*Work request:*
Go through the records and show each line where the word "below" occurs.
Dataset records START
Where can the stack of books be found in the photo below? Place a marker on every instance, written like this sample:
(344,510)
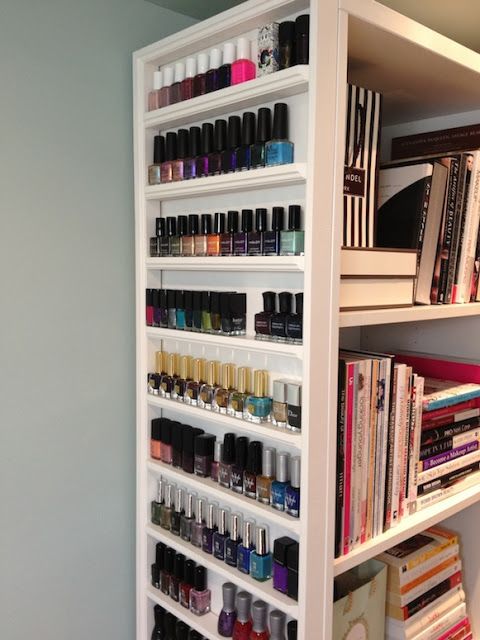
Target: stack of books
(425,597)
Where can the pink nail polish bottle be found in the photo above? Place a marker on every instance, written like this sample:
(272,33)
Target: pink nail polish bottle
(243,68)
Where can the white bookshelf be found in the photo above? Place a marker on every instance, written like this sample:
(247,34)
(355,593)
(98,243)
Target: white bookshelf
(424,77)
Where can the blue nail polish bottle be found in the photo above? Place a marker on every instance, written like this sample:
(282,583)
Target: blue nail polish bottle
(279,150)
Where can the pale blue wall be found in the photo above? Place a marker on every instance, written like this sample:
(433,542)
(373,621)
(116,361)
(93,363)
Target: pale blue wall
(67,439)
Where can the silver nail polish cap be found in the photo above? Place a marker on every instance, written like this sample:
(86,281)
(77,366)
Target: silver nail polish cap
(229,590)
(283,460)
(277,625)
(261,541)
(295,472)
(259,616)
(244,604)
(268,462)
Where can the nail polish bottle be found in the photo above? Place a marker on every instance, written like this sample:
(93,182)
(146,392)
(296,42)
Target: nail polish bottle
(236,400)
(264,482)
(204,445)
(286,42)
(279,150)
(155,441)
(227,461)
(226,239)
(186,88)
(253,469)
(245,548)
(155,169)
(280,484)
(222,392)
(232,542)
(292,492)
(280,570)
(213,240)
(302,28)
(188,241)
(295,322)
(166,169)
(167,508)
(208,389)
(294,406)
(279,319)
(212,79)
(292,240)
(219,143)
(217,457)
(209,528)
(240,239)
(200,596)
(229,155)
(202,167)
(187,584)
(243,68)
(259,616)
(259,405)
(177,512)
(199,377)
(264,134)
(194,145)
(225,70)
(271,239)
(221,535)
(182,153)
(199,82)
(238,468)
(156,505)
(187,518)
(243,624)
(277,625)
(255,238)
(243,152)
(201,240)
(175,89)
(228,614)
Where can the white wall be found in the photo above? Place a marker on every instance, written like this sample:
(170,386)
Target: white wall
(67,439)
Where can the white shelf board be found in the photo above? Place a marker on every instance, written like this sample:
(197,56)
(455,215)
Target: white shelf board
(292,438)
(284,175)
(262,590)
(363,318)
(207,625)
(276,86)
(408,527)
(234,500)
(247,343)
(420,73)
(281,264)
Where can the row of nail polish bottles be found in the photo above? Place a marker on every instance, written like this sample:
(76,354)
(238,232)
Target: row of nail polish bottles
(196,236)
(213,150)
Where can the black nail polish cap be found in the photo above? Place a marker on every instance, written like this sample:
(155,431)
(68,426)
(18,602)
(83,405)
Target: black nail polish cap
(171,146)
(206,223)
(232,221)
(260,219)
(158,149)
(280,121)
(220,135)
(234,128)
(294,217)
(264,125)
(207,138)
(219,224)
(247,220)
(193,224)
(248,128)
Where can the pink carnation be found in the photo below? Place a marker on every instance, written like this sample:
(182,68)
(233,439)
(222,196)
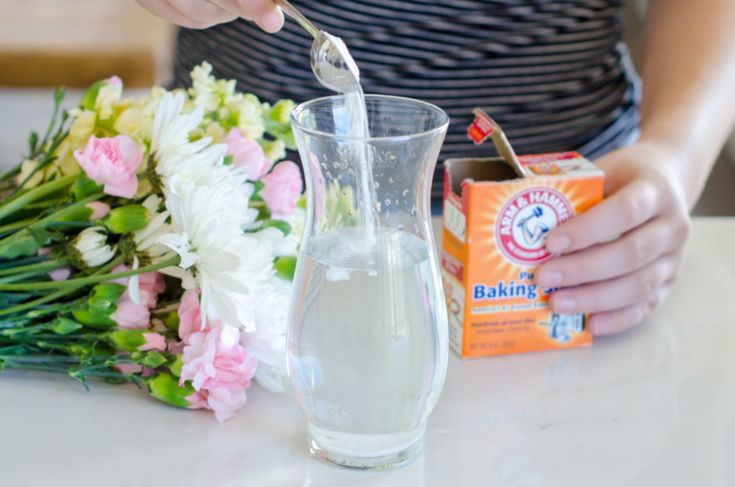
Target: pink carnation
(282,187)
(114,81)
(99,210)
(247,154)
(190,315)
(129,314)
(219,368)
(153,341)
(112,162)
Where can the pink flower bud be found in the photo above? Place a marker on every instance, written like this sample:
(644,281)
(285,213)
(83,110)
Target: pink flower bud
(282,188)
(99,210)
(247,154)
(112,162)
(153,341)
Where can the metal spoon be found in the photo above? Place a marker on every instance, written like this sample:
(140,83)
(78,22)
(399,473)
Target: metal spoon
(331,62)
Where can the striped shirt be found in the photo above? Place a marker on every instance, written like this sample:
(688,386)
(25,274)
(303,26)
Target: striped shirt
(554,73)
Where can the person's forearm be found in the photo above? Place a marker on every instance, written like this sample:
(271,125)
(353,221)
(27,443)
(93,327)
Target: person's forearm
(689,83)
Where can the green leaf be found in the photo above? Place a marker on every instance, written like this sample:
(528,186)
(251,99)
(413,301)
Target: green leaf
(127,219)
(281,225)
(153,360)
(165,387)
(32,143)
(19,244)
(84,186)
(171,320)
(94,318)
(128,340)
(301,202)
(78,214)
(64,326)
(285,267)
(280,113)
(90,96)
(107,291)
(176,366)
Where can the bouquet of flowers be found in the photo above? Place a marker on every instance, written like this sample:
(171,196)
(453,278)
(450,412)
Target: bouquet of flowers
(152,241)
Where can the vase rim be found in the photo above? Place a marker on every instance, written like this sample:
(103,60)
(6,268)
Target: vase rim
(441,127)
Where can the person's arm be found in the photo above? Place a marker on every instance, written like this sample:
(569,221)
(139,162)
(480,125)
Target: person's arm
(622,255)
(199,14)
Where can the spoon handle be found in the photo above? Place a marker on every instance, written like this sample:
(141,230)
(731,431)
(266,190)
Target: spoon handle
(298,17)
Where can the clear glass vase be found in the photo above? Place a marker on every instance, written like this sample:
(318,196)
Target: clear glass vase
(367,336)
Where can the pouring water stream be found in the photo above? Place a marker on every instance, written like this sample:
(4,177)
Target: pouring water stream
(335,69)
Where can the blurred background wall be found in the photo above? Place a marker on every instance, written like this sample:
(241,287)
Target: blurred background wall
(45,43)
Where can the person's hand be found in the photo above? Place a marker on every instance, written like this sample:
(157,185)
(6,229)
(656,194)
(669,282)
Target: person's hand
(199,14)
(617,260)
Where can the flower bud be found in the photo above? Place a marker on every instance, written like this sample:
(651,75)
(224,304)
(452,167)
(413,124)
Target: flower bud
(90,248)
(281,111)
(165,387)
(126,219)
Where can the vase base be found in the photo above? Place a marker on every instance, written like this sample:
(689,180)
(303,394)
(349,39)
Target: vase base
(327,449)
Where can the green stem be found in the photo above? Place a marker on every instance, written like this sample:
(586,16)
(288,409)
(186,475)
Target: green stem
(22,261)
(10,172)
(42,223)
(58,294)
(36,193)
(40,266)
(53,309)
(22,276)
(83,281)
(11,227)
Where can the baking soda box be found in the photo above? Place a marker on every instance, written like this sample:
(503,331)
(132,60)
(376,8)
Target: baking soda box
(497,213)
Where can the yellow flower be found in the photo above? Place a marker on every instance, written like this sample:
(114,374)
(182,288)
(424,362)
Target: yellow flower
(135,123)
(216,132)
(249,114)
(83,126)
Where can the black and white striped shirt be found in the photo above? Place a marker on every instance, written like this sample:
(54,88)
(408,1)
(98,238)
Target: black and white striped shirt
(554,73)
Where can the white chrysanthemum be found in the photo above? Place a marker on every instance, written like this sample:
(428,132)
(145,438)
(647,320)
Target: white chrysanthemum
(249,113)
(208,92)
(268,340)
(229,266)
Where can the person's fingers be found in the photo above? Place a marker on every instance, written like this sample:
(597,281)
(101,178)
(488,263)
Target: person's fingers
(265,13)
(623,319)
(271,21)
(625,210)
(633,251)
(617,293)
(194,14)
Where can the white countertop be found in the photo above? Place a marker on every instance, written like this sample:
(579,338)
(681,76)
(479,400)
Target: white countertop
(654,406)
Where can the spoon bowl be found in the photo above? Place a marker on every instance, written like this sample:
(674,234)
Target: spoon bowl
(331,62)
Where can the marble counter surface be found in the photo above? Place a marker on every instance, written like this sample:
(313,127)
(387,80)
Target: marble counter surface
(654,406)
(651,407)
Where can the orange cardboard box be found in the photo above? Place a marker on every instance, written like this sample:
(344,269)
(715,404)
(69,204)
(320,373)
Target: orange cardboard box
(495,223)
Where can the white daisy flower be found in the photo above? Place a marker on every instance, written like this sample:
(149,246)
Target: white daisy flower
(229,266)
(170,143)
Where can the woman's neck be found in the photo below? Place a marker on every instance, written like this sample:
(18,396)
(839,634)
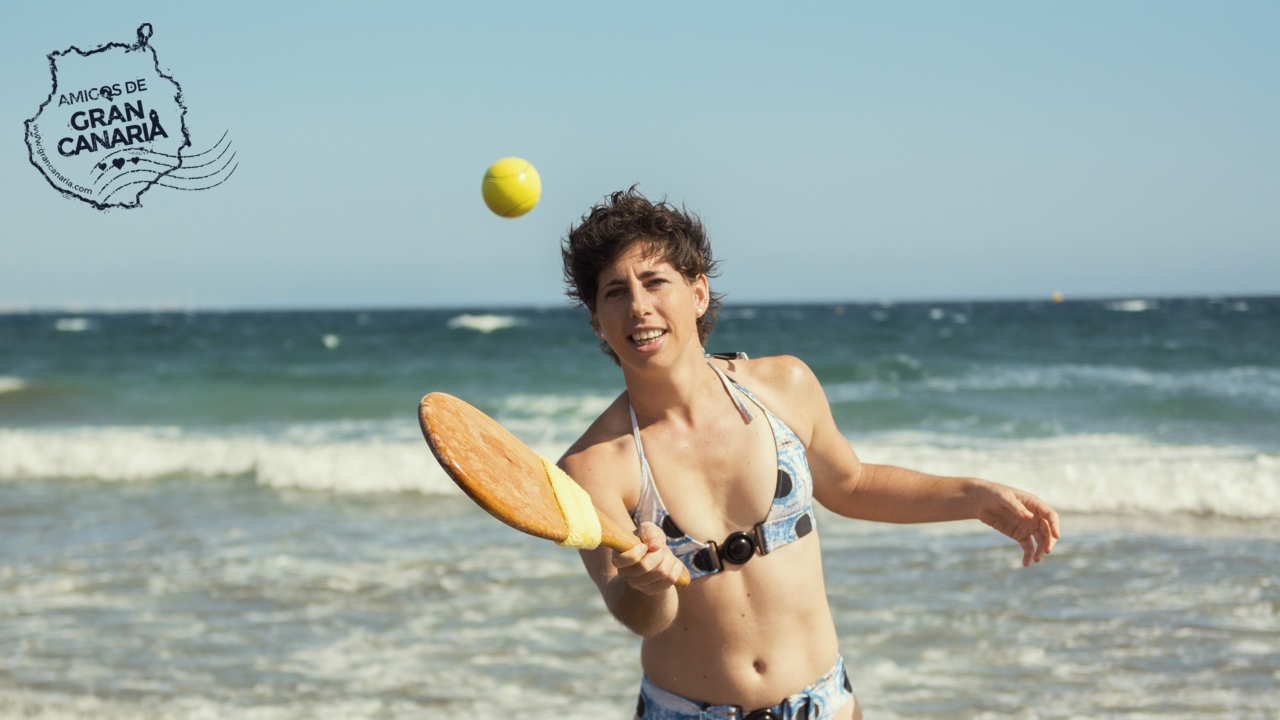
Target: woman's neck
(675,392)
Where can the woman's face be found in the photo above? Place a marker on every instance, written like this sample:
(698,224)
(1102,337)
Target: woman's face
(645,309)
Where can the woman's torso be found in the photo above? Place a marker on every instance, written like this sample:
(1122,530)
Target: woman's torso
(752,633)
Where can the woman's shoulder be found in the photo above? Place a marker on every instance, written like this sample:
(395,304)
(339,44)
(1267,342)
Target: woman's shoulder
(785,374)
(786,386)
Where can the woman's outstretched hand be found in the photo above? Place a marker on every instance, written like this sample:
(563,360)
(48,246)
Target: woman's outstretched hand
(650,566)
(1020,515)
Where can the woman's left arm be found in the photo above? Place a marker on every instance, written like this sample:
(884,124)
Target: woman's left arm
(885,493)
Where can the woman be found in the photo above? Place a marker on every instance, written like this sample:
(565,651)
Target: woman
(716,463)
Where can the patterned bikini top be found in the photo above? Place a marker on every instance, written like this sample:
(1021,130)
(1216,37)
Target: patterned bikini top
(790,516)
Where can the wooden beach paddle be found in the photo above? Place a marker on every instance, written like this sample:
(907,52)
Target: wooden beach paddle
(508,479)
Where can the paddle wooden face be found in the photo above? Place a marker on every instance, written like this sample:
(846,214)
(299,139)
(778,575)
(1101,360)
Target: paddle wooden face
(502,474)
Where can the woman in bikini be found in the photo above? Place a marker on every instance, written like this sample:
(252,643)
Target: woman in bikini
(716,461)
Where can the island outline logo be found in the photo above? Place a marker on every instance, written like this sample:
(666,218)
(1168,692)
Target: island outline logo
(114,126)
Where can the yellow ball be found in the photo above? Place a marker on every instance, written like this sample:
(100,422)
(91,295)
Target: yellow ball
(511,187)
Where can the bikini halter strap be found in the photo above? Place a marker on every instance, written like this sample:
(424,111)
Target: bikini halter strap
(737,396)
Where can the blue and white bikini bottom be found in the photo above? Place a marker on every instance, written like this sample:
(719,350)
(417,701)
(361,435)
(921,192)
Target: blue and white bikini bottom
(819,701)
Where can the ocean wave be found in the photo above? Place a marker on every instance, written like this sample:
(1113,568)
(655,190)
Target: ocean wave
(1248,382)
(1082,473)
(1098,473)
(147,454)
(485,323)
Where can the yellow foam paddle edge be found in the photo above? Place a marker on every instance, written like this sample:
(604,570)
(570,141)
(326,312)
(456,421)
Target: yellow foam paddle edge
(576,507)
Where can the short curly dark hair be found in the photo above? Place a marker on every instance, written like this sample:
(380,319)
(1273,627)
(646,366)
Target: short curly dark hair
(625,218)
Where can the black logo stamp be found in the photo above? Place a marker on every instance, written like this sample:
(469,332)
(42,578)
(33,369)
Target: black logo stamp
(114,126)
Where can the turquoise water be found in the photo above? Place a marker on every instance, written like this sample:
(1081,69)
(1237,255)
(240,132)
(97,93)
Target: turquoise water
(234,514)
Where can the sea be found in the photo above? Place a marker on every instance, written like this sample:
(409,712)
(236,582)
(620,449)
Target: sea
(211,515)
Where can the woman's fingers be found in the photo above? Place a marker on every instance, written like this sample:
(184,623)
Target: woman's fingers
(1010,500)
(649,566)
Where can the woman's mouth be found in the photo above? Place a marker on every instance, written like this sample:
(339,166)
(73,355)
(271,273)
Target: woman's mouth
(643,340)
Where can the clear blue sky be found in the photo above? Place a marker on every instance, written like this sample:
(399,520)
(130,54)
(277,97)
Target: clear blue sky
(836,150)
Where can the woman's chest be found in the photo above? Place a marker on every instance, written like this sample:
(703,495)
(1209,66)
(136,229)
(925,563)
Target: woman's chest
(713,483)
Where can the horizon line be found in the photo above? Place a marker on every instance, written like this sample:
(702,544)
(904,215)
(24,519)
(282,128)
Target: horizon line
(123,309)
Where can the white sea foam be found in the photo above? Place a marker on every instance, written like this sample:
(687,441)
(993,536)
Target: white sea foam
(485,323)
(72,324)
(1098,473)
(146,454)
(1253,383)
(1132,305)
(1084,473)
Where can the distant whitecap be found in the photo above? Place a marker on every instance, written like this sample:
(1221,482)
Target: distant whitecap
(485,323)
(1130,305)
(72,324)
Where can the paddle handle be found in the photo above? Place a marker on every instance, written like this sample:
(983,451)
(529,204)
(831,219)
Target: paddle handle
(616,538)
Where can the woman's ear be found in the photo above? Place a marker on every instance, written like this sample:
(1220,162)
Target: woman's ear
(702,295)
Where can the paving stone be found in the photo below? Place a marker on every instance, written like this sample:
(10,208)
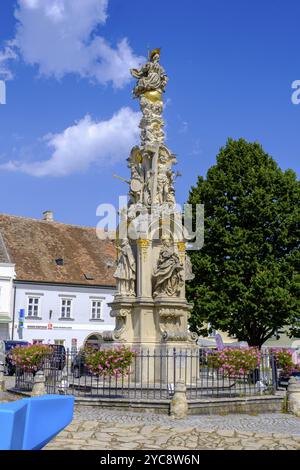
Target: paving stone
(225,433)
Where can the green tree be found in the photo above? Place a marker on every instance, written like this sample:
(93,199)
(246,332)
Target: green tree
(246,279)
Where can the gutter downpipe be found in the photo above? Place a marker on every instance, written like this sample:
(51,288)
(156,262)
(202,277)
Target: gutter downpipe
(14,308)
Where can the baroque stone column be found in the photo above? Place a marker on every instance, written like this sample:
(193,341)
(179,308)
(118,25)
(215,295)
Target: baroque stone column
(150,306)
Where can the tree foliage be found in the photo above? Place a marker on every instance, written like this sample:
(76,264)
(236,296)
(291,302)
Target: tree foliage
(247,273)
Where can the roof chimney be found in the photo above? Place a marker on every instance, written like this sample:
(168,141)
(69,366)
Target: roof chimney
(48,216)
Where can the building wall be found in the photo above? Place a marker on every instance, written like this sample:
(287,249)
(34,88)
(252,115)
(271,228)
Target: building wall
(50,327)
(7,274)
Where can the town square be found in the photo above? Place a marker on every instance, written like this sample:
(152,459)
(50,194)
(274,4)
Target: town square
(149,229)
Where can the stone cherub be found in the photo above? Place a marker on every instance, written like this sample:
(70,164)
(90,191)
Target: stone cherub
(168,276)
(125,273)
(151,77)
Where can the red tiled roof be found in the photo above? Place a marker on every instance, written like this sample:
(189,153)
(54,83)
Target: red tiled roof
(35,245)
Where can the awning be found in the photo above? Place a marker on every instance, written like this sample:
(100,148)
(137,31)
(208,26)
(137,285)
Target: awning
(5,319)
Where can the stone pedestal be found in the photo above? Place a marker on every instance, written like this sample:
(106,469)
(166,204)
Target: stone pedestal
(293,396)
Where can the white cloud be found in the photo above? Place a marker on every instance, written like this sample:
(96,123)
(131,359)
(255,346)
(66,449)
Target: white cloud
(61,37)
(7,54)
(85,143)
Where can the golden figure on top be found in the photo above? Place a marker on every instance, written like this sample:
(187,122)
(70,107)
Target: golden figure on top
(151,77)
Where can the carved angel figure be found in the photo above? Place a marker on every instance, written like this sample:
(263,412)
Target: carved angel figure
(125,273)
(151,77)
(168,277)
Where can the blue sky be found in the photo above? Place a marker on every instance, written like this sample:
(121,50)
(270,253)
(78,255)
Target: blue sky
(69,121)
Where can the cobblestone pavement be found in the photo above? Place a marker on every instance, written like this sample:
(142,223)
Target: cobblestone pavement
(96,429)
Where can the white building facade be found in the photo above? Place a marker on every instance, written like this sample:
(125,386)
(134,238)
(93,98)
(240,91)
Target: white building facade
(7,275)
(61,314)
(56,282)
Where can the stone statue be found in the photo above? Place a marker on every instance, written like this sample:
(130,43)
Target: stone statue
(189,275)
(168,277)
(137,179)
(165,178)
(151,77)
(125,273)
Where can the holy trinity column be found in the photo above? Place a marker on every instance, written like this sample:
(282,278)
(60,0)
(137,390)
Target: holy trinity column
(150,306)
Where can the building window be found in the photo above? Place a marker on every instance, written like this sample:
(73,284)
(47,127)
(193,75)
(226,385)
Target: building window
(66,308)
(33,307)
(96,309)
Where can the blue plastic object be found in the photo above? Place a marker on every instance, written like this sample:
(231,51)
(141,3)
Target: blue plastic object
(30,423)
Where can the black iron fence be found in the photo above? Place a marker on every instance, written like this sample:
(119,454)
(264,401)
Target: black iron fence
(153,375)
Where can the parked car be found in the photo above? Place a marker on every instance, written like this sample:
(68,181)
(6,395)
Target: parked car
(283,380)
(6,347)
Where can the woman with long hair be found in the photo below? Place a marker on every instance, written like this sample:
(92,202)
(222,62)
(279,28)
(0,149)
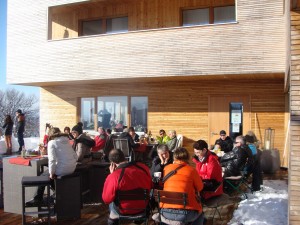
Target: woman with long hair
(8,125)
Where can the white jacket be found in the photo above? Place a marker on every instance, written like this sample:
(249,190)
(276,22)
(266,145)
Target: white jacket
(61,156)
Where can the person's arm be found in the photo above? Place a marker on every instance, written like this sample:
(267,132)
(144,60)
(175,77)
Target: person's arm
(79,152)
(172,144)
Dataset records END
*Answer to this problem:*
Where can the stack of books be found in the photo below? Place a marker on every instance, written like this sample:
Where can the pink carnation be found in the photo below? Place a marker on every instance, written like this sample:
Where can the woman's neck be found in the photo below? Place a marker on every instance, written like this sample:
Where can the paving stone be found in the photo below? Place a marker on every instance, written like this sample:
Where can the woman with long hair be found in the photo below? Place a marker on every instance, written like this sample:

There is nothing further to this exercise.